▸ What this task involves
Every line of the material is to be repeated exactly as it stands.

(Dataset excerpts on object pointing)
------------------------------------------------------------------------

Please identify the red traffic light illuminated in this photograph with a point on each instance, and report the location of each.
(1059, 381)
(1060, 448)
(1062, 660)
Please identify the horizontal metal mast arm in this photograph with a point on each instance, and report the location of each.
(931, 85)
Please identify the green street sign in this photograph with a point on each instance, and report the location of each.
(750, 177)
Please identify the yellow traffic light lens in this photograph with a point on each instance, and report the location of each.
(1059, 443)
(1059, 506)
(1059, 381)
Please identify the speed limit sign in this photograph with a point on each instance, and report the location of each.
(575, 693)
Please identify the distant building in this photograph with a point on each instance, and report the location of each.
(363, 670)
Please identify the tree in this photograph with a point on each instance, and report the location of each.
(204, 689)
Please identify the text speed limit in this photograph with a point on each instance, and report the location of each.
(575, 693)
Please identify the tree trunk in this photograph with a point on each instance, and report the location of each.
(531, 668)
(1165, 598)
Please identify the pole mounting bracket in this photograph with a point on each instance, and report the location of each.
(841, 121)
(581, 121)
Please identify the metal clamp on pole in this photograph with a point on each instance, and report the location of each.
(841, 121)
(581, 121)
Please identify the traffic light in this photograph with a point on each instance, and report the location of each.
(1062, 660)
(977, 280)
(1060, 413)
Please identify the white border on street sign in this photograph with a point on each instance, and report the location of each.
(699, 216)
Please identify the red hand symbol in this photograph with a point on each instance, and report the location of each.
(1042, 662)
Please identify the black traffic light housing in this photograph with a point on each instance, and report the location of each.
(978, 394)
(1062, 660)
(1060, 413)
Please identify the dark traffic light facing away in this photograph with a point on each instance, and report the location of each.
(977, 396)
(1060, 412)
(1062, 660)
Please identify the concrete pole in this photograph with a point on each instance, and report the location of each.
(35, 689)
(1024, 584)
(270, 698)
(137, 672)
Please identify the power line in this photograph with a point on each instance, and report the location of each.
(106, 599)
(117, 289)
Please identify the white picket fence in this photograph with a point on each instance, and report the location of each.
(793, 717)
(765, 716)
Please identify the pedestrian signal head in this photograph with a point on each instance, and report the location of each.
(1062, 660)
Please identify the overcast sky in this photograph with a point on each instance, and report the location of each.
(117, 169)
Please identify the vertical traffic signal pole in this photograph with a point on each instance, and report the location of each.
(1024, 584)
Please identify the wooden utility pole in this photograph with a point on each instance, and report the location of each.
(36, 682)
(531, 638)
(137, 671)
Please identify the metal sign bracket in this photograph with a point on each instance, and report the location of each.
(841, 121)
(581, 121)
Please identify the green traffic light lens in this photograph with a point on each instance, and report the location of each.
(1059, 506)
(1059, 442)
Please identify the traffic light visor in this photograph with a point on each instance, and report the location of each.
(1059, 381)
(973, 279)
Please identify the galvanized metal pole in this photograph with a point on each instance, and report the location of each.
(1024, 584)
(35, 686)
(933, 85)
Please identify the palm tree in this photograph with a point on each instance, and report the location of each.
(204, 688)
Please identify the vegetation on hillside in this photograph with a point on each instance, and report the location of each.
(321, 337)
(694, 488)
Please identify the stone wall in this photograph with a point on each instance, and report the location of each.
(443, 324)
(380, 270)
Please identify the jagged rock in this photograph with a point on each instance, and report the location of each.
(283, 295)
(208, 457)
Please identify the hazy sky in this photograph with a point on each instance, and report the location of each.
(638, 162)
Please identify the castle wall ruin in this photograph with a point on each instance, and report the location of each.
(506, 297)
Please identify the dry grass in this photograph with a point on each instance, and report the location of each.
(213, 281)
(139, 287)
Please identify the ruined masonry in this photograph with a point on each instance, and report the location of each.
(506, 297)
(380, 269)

------------------------------------------------------------------------

▸ Written solution
Please identify the red traffic light illuminated in this photograph with a point on each instance, and report the location of each.
(1059, 381)
(1060, 448)
(1062, 660)
Please identify the horizontal metal mast arm in this photograph with a point on each instance, and report the location of each.
(931, 85)
Please identify the green street sign in this photograph with a point on each instance, and report the location of each.
(750, 177)
Please identify the yellow traffic light lens in this photograph with a point on each instance, and report the location of each.
(1059, 443)
(1059, 506)
(1059, 381)
Please identify the speed limit sign in this photograph with a point on each instance, and report the location of each.
(575, 693)
Please identify the distant building in this photograph with a point on each instance, and report the location of each.
(363, 670)
Please identify the tree in this photograph with a point on each instance, and report the location of each.
(204, 689)
Please identify the text speed limit in this photograph with a point on each instance, and report the location of each.
(575, 693)
Please identify the tree trunk in this photograph with a point on each instance, and report the location of each.
(531, 668)
(1165, 598)
Please identify the pole mounting bracket in this photograph with a point on each instance, and report the location of each.
(841, 121)
(581, 121)
Please identify the metal clamp on pole in this photograph with a point on each instance, and report the location of each.
(841, 121)
(581, 121)
Please identify the traffic light in this photograph with a point on each instance, and report the location of each.
(1062, 660)
(977, 280)
(1060, 413)
Please identify the white border on street sign in this photograph with a point on each instance, and report the location of each.
(699, 216)
Please identify the red hand symbol in this photograph with a point on each instance, and report the location of each.
(1042, 662)
Please identify the black traffic light housing in this photograph with a point on each instance, and report the location of each.
(978, 394)
(1062, 660)
(1060, 413)
Please identify the dark traffic light facing away in this photograph with a point on each instance, and report the location of each.
(977, 396)
(1060, 412)
(1062, 660)
Please identify the concrete pole in this photograph with a point on each instance, and report the location of each.
(35, 689)
(1024, 584)
(270, 698)
(137, 672)
Please identify the power line in this photograph with a point on each instance, and report the location of each.
(106, 599)
(117, 289)
Please identify the white picket fence in this photograph with a point on each instance, and report the location of each.
(793, 717)
(765, 716)
Please identify the pedestrian signal head in this photograph with a point on each instance, and report the location of each.
(1062, 660)
Please identify the overcast sky in this photograph with a point on each instance, and report the location of each.
(117, 169)
Please identify the vertical traffic signal pole in this photograph with a point on each instance, and report the location of each.
(1024, 584)
Please identify the wooden utility pole in this photograph with a point on each instance, and report the location of each.
(36, 682)
(531, 638)
(137, 671)
Please identify the metal sign bracket in this photograph with a point on each instance, and report the location of each.
(841, 121)
(581, 121)
Please identify the green traffic light lens in this photograph with a point on each instance, and report the location of each.
(1059, 506)
(1059, 442)
Please identify the traffic light visor in this photograph with a point on each instance, and report the location of each.
(1059, 381)
(973, 279)
Please identify the galvanized metal pole in this photograph with a point on each instance, and report the location of each.
(1024, 584)
(35, 686)
(933, 85)
Please identify the palm tree in this photograph with a point on each instance, and report the location of each.
(204, 688)
Please identify the vegetation on hillside in this photograph with a point on each instance, and report the location of each.
(321, 337)
(694, 488)
Please identify the stone wall in this photograph with a point on each instance, and report the location of each.
(443, 324)
(380, 270)
Please identify the jagged rock in this photograph with a point on each instance, and report the location of each.
(283, 295)
(208, 457)
Please identify the hazy sky in this photograph with a point on each instance, and report the location of each.
(638, 162)
Please identify the castle wall ruin in this photograph with a point on each instance, and report the location of each.
(506, 297)
Please identify the dry grass in this photograph with a point on each instance, and report the location of each.
(213, 281)
(139, 287)
Please identify the ruined masonry in this photograph with a point on each instance, and report the location of each.
(506, 297)
(380, 269)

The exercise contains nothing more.